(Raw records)
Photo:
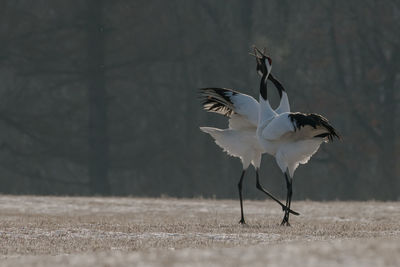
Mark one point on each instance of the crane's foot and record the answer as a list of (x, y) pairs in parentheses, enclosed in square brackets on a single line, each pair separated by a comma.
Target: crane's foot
[(285, 222)]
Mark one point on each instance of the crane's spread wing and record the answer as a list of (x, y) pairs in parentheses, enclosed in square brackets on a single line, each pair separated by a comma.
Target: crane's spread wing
[(299, 126), (242, 109), (284, 105)]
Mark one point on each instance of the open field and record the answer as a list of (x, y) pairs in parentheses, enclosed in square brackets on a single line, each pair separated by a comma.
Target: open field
[(79, 231)]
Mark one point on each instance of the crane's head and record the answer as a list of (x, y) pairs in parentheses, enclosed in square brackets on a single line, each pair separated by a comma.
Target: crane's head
[(264, 63)]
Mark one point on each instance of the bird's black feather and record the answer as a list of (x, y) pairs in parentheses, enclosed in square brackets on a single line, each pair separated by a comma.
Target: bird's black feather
[(301, 119), (218, 100)]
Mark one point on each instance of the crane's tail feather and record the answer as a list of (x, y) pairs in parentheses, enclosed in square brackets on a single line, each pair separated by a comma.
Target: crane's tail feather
[(218, 100)]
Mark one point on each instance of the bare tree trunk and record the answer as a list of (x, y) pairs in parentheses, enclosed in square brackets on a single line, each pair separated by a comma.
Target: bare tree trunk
[(98, 106)]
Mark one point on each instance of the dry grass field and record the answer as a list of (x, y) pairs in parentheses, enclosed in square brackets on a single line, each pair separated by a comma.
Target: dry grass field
[(80, 231)]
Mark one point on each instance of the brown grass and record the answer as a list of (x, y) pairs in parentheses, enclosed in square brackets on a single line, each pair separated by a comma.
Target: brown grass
[(158, 232)]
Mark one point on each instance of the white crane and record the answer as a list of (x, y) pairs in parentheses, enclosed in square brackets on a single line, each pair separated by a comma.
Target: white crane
[(240, 139), (291, 137)]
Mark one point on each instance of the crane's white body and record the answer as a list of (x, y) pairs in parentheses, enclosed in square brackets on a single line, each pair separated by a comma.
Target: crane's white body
[(255, 128)]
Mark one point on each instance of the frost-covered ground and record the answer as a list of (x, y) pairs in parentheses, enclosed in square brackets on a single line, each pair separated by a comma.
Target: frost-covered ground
[(78, 231)]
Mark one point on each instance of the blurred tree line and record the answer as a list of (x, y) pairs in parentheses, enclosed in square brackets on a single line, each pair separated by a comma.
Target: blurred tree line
[(100, 96)]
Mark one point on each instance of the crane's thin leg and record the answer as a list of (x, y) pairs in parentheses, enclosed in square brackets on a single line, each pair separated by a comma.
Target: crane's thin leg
[(242, 221), (261, 188), (289, 182)]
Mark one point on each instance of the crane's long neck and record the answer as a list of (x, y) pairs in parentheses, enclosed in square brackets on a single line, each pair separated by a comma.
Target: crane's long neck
[(284, 100), (266, 113)]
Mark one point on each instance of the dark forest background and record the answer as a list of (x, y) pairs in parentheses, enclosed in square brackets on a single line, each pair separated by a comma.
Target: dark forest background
[(100, 97)]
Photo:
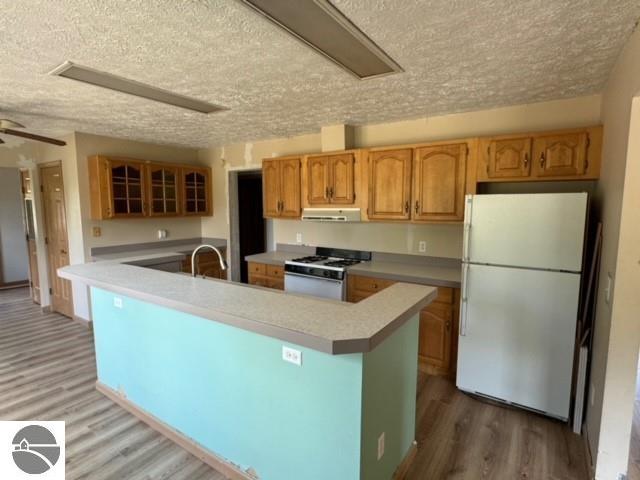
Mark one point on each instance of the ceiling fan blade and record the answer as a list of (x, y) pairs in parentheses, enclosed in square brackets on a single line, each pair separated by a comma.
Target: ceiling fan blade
[(31, 136)]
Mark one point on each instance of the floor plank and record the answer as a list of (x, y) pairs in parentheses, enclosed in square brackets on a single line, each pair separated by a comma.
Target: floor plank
[(47, 370)]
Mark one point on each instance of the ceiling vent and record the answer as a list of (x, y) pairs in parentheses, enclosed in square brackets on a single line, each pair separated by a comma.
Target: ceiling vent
[(325, 29), (131, 87)]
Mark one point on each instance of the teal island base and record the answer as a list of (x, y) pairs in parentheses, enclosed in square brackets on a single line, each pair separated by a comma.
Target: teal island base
[(226, 394)]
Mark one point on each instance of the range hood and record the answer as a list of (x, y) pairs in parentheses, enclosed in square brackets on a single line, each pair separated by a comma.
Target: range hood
[(331, 214)]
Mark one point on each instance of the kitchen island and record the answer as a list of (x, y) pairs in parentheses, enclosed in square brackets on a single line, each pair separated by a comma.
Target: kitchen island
[(202, 361)]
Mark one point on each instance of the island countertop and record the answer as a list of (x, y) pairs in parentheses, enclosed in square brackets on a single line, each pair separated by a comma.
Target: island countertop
[(326, 325)]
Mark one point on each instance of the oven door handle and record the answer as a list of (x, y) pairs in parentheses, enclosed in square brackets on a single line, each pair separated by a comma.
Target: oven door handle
[(332, 280)]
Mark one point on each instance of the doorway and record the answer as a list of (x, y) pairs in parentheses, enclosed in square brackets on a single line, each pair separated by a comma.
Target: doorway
[(56, 238), (248, 228)]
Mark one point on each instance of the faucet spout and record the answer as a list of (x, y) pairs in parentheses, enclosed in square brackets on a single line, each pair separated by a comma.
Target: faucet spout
[(223, 263)]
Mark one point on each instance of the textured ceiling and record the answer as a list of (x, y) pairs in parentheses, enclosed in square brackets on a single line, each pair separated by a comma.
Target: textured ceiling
[(457, 55)]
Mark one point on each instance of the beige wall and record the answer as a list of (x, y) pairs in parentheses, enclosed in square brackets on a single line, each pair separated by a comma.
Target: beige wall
[(617, 331), (116, 232), (441, 240)]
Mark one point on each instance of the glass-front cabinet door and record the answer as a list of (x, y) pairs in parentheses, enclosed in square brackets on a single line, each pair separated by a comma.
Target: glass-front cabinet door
[(163, 190), (127, 180), (197, 191)]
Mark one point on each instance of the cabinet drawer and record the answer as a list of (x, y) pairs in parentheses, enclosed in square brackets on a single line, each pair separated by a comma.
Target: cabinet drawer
[(257, 268), (275, 271), (370, 284)]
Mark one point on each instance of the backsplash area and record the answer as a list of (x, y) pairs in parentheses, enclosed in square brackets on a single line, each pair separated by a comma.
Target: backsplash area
[(441, 240)]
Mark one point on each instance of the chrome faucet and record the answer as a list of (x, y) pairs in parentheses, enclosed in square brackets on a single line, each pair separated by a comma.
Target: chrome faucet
[(223, 263)]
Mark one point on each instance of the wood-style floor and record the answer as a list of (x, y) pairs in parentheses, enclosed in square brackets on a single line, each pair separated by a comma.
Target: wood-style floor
[(47, 372)]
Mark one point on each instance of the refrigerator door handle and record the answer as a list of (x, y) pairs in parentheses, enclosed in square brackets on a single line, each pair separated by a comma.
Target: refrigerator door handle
[(464, 301), (467, 228)]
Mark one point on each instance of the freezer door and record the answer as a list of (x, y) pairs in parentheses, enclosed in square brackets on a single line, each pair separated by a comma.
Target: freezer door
[(543, 231), (517, 330)]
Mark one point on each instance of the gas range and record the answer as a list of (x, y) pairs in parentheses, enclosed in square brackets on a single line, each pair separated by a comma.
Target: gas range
[(322, 274)]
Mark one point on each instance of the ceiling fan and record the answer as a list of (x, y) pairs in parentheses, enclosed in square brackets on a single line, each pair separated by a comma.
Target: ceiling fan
[(7, 128)]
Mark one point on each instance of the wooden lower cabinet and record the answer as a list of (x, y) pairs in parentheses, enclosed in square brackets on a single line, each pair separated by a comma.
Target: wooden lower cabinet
[(207, 264), (266, 275), (438, 335)]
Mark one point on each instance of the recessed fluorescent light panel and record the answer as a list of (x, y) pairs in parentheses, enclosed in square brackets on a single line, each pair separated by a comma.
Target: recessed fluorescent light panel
[(131, 87), (324, 28)]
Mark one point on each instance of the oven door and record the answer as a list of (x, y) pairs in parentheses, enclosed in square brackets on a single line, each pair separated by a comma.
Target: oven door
[(315, 286)]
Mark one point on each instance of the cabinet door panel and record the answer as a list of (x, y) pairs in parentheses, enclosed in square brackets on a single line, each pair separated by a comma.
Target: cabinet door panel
[(271, 188), (509, 158), (290, 188), (390, 184), (318, 180), (560, 155), (342, 179), (435, 336), (439, 179)]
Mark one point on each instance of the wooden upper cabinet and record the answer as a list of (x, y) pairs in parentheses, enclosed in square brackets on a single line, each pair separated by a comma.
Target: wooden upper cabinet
[(128, 188), (281, 187), (330, 179), (439, 176), (390, 184), (196, 191), (117, 188), (318, 180), (509, 158), (560, 155), (163, 188), (271, 188)]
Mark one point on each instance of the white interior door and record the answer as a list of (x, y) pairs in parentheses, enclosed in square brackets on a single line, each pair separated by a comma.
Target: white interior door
[(533, 231), (517, 330)]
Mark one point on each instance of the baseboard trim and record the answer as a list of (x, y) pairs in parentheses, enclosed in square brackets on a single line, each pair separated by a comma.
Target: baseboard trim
[(403, 468), (230, 470), (83, 321)]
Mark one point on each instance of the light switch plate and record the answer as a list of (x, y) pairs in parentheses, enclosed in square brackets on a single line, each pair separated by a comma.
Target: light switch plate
[(291, 355)]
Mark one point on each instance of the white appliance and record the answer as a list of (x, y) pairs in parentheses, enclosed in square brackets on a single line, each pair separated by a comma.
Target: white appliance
[(521, 270)]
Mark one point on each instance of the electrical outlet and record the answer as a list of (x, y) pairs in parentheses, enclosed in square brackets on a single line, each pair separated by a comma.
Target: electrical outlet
[(380, 445), (291, 355)]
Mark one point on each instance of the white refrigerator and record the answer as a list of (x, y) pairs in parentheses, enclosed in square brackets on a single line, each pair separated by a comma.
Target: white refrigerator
[(521, 271)]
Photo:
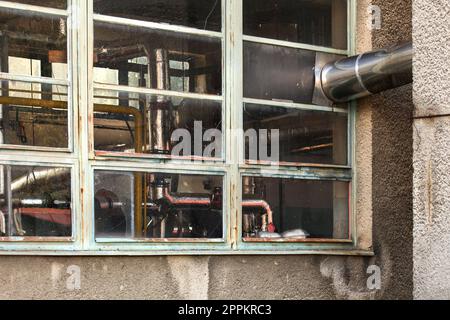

Stated goal:
Repeat word for word the lines of the data between the line holding "Mark one point on each instance of the wood-style" and the line holding "[(47, 372)]", including both of those lines.

Written response:
Mark one point on each instance of the wood-style floor and record the answer as a list of (x, y) pairs in parentheses, enclosed in square brackets on a single line, each pair separated by a comma.
Target: wood-style floor
[(47, 372)]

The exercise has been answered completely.